**Task objective**
Render every line of the material below as a numbered list, omitting blank lines and leaving out the pictures.

**Stored rows**
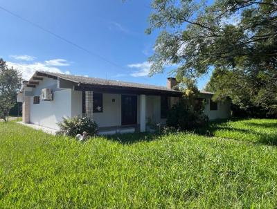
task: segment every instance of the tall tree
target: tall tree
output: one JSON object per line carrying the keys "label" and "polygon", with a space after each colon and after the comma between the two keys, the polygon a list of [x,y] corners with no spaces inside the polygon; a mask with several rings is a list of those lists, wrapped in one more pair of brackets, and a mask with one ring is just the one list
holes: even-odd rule
{"label": "tall tree", "polygon": [[17,94],[21,87],[21,75],[12,68],[8,68],[0,59],[0,118],[8,120],[10,110],[17,102]]}
{"label": "tall tree", "polygon": [[147,33],[161,31],[150,75],[177,64],[177,78],[195,80],[214,68],[211,82],[222,78],[213,85],[217,98],[277,113],[276,1],[154,0],[152,6]]}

**Expected answer**
1. task: segment every instance of the tall tree
2. target: tall tree
3. output: one JSON object per line carrying the keys "label" and "polygon", with a space after each colon and after the comma between the two keys, the polygon a list of [x,y] corners with no spaces inside the polygon; a mask with several rings is a list of those lists, wrapped in one more pair of brackets, and a mask with one ring is just the one list
4. holes: even-odd rule
5. {"label": "tall tree", "polygon": [[17,94],[21,87],[21,75],[12,68],[8,68],[0,59],[0,118],[8,120],[10,110],[17,102]]}
6. {"label": "tall tree", "polygon": [[147,33],[161,31],[150,75],[177,64],[177,78],[195,80],[214,68],[211,82],[222,78],[213,85],[217,98],[277,113],[276,1],[154,0],[152,6]]}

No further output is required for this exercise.